### WHAT IS NEEDED
In your copy, include every record exactly and no pictures.

(INFORMATION SHOWN)

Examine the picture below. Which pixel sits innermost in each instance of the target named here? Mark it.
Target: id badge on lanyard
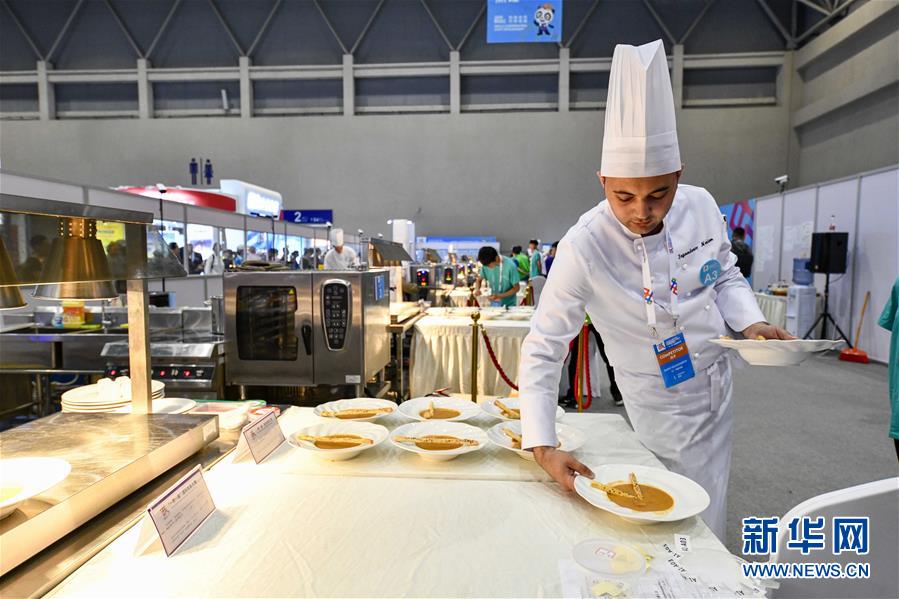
(671, 353)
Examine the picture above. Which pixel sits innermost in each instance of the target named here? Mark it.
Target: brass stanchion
(475, 343)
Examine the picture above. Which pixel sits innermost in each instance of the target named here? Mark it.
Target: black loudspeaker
(829, 252)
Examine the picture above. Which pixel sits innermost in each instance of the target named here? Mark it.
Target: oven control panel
(421, 276)
(336, 302)
(174, 372)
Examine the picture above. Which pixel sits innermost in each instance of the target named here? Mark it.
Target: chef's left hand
(768, 331)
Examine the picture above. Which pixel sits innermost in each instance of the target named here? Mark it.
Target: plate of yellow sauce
(666, 496)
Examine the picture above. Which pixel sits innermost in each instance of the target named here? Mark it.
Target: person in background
(536, 259)
(742, 251)
(889, 319)
(550, 256)
(521, 260)
(194, 259)
(340, 257)
(308, 260)
(214, 265)
(229, 260)
(501, 273)
(30, 269)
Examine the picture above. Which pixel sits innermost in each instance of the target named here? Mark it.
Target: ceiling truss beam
(64, 30)
(124, 29)
(330, 26)
(22, 30)
(226, 27)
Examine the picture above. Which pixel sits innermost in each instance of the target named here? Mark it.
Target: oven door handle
(306, 331)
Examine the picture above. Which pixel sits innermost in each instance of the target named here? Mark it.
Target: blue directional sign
(524, 21)
(308, 217)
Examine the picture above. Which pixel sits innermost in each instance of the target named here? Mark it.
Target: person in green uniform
(889, 320)
(502, 275)
(536, 259)
(524, 264)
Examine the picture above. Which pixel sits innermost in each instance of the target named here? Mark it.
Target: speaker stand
(825, 316)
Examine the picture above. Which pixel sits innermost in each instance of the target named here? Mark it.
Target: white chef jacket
(344, 260)
(597, 270)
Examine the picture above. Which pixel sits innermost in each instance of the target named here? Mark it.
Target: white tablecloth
(774, 307)
(279, 533)
(441, 355)
(609, 440)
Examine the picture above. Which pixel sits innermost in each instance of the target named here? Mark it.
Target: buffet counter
(384, 526)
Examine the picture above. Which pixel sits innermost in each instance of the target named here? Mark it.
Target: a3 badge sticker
(709, 273)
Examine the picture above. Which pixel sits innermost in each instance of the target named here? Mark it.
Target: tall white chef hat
(640, 137)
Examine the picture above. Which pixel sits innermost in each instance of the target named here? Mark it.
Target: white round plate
(375, 432)
(777, 352)
(359, 403)
(690, 499)
(569, 437)
(168, 405)
(413, 408)
(514, 403)
(439, 427)
(89, 394)
(28, 477)
(76, 409)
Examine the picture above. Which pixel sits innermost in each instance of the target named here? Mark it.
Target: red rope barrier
(496, 363)
(586, 338)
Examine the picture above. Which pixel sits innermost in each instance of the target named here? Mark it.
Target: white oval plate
(375, 432)
(514, 403)
(777, 352)
(439, 427)
(569, 437)
(413, 408)
(690, 498)
(359, 403)
(33, 475)
(168, 405)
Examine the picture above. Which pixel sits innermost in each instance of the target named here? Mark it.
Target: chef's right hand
(561, 466)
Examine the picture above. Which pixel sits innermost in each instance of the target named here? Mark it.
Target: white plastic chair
(879, 501)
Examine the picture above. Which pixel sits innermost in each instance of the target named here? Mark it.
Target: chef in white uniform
(340, 257)
(651, 265)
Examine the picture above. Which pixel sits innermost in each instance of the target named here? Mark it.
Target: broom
(853, 354)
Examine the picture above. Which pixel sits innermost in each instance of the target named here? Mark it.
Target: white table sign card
(178, 513)
(259, 439)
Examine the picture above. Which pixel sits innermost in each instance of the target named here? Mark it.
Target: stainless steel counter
(111, 455)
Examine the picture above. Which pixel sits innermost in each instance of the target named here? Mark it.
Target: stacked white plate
(105, 396)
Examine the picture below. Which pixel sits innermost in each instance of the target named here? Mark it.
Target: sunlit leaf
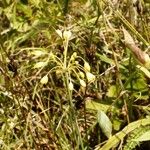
(144, 70)
(144, 137)
(104, 123)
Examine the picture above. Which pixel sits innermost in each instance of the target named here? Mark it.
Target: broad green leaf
(91, 104)
(104, 123)
(144, 70)
(144, 137)
(118, 137)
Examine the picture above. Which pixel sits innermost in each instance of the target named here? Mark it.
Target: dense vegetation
(74, 74)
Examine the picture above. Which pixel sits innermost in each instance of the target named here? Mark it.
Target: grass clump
(74, 74)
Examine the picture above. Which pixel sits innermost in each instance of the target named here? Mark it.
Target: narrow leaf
(144, 137)
(104, 123)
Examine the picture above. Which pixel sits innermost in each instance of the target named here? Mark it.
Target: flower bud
(87, 66)
(73, 56)
(90, 77)
(81, 74)
(147, 60)
(70, 86)
(67, 35)
(44, 80)
(82, 83)
(59, 32)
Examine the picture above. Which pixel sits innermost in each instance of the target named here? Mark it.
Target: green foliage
(74, 73)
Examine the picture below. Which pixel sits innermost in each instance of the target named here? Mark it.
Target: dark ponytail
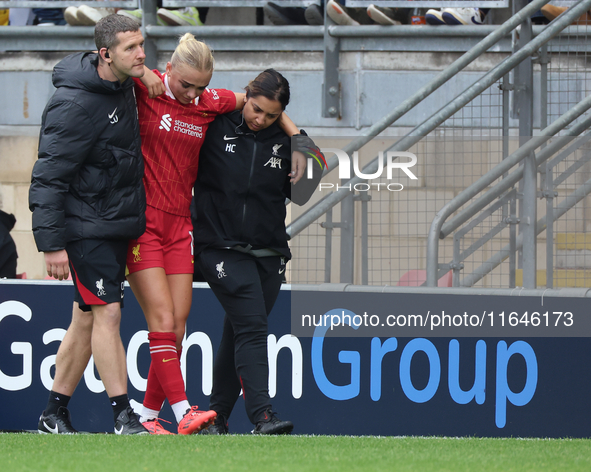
(269, 84)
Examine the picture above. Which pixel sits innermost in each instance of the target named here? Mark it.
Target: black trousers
(247, 287)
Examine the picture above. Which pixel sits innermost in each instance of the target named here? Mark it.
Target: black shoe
(219, 426)
(59, 423)
(128, 422)
(270, 424)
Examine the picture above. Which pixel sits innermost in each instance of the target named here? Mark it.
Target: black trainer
(128, 422)
(59, 423)
(270, 424)
(219, 426)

(End INFORMATION SHOWN)

### RESPONSE AREA
Examine the picture below. Which pixel sits innermost in each instance of the target named here? Mark it.
Target: id badge on lanyard
(671, 353)
Examine the picture above. Which pixel sits innermost in each instance of the target named here? Mark it.
Target: brass stanchion
(475, 343)
Examine the picture above. Which pixel sits innermost in each instance of the target named here? Mark it.
Target: black loudspeaker
(829, 252)
Examine the picture above. Which pixel sits innermost in each instance of the target named here? Mark it.
Target: oven control panel
(421, 276)
(336, 302)
(174, 372)
Examine the picture above. Which pixel sits innermost in each instance of the target named here? Mark it.
Target: chef's left hand
(768, 331)
Examine the picture above. Which pixel sits innermost in each instance of the target named here? Mark it.
Target: plate of yellow sauce
(666, 496)
Examine the picture above. Which pixel sits innermost in each instance of the target named here? Mark it.
Target: person in background
(536, 259)
(742, 251)
(889, 319)
(550, 256)
(521, 260)
(194, 259)
(340, 257)
(308, 260)
(214, 265)
(229, 260)
(501, 273)
(30, 269)
Examine the picture above. Which pixel sits innermost in each instance of the target named here? Mark it.
Target: ceiling truss beam
(64, 30)
(124, 29)
(330, 26)
(22, 30)
(226, 27)
Examine the picture above. Which pixel sits innermost in each instance of the target named here? Mark it.
Target: oven door handle
(306, 331)
Examine the picture above. Which pixel sits innermost in each instance of the target named here? Mark it.
Target: blue directional sign
(524, 21)
(308, 217)
Examine the picture above. Which pixel sits innermost in each instance of the target named here? Mark it.
Target: person in green uniform
(889, 320)
(502, 275)
(536, 259)
(524, 264)
Examine the picture above. Which pixel sits innermost in each instance of the target named here? Mark it.
Target: speaker stand
(825, 316)
Examine the picture above. Which pixel sits innermost in each instance of the target named here? Mark it.
Target: white chef jacket
(344, 260)
(597, 270)
Examine the picture above. Which pixel sits innermost in each instance of the target named here? Mark it.
Target: white tablecloth
(774, 307)
(279, 533)
(441, 355)
(609, 440)
Examine the picture above. Which pixel sits innermost in each instance of the target named here? Mark it.
Target: buffet counter
(384, 526)
Examine the picture above. Which pixel sits innermost in each instance of the target named here? Mark it.
Target: a3 badge sticker
(709, 273)
Examine the picture above. Which pixel sits innermost in each instance of the target named here? Mark it.
Target: tall white chef hat
(640, 137)
Examine the picture above. Which pixel sits innermost in each instance of the target named here? Mark it.
Target: white round plate
(375, 432)
(777, 352)
(359, 403)
(690, 499)
(569, 437)
(168, 405)
(413, 408)
(514, 403)
(439, 427)
(89, 394)
(28, 477)
(76, 409)
Examine the picture above. Which pixel sits innermost in each instance of the target named here? Mark it.
Target: red rope barrier
(496, 363)
(586, 338)
Examine the picture above. Which pixel sits innermost in each instance of the target named here? Mark it.
Target: white oval plate
(375, 432)
(514, 403)
(777, 352)
(439, 427)
(569, 437)
(413, 408)
(690, 498)
(359, 403)
(33, 475)
(168, 405)
Examine the picture above. Which pixel sits innermost in each instance of the target named here? Mark it.
Target: chef's right hand
(561, 466)
Examine the picture above. Which pixel sits innermost in each instance of the target named here? Mark it.
Target: white plastic chair
(879, 501)
Examine the picture above. Which pixel sits innermost in each instance of the target named here? Mark it.
Target: chef in white uniform
(340, 257)
(651, 265)
Examine the picture above. Which pixel sits innermost in each instance of the target named here? Mark it.
Target: broom
(853, 354)
Examine the picture above. Which pixel sits innermost in each instance of the target named here? Mark it.
Target: white table sign card
(178, 513)
(259, 439)
Examine the picture above. Which pixel sits innermost in each instance of the target named here? Mark it.
Target: stainless steel counter
(111, 455)
Examine the picture above. Which pixel sits innermost in each instance of the target named here? Mark it.
Target: stacked white plate
(105, 396)
Examine the picture below. Which pixel sits innermost in each instance of the target named here? Mark it.
Target: sunlit leaf
(144, 70)
(144, 137)
(104, 123)
Examine the picture above. Which pixel sits innermost in each instance of the target named here? Mark it.
Target: broad green leaf
(91, 104)
(104, 123)
(144, 70)
(144, 137)
(118, 137)
Examine the picture above. Which pixel sits innermost in each instance of the target named here? Mark it.
Target: dense vegetation
(74, 74)
Examine the picture above. Which pixel sits innermost in each instance of the target named here? Mark it.
Target: grass clump
(74, 74)
Examine the picture above. Which pixel sits innermost in each instance of the target named here? Mark it.
Target: narrow leaf
(144, 137)
(104, 123)
Examine the picture above. Which pixel sits innermost in each instance of the target named here? Mark it.
Target: flower bud
(87, 66)
(73, 56)
(90, 77)
(81, 74)
(147, 60)
(70, 86)
(67, 35)
(44, 80)
(82, 83)
(59, 32)
Examine the picture above. Which pixel sits innermost in each instance of the target named here? Mark it.
Target: green foliage
(74, 73)
Examine the picture below. Which pixel sits innermost in each instance of the target named here? Mark it.
Target: dark ponytail
(269, 84)
Examine the picture above. Which pixel sits innermost in each instance of the target named here? Mark it.
Target: black trousers
(247, 287)
Examine the picture above. Which pixel sits innermost in each instance of the target named here? Mark it.
Target: black shoe
(219, 426)
(59, 423)
(128, 422)
(270, 424)
Examine the picture above. Which pixel sits innermost in each instance of the target named here? Mark it.
Target: black trainer
(128, 422)
(59, 423)
(270, 424)
(219, 426)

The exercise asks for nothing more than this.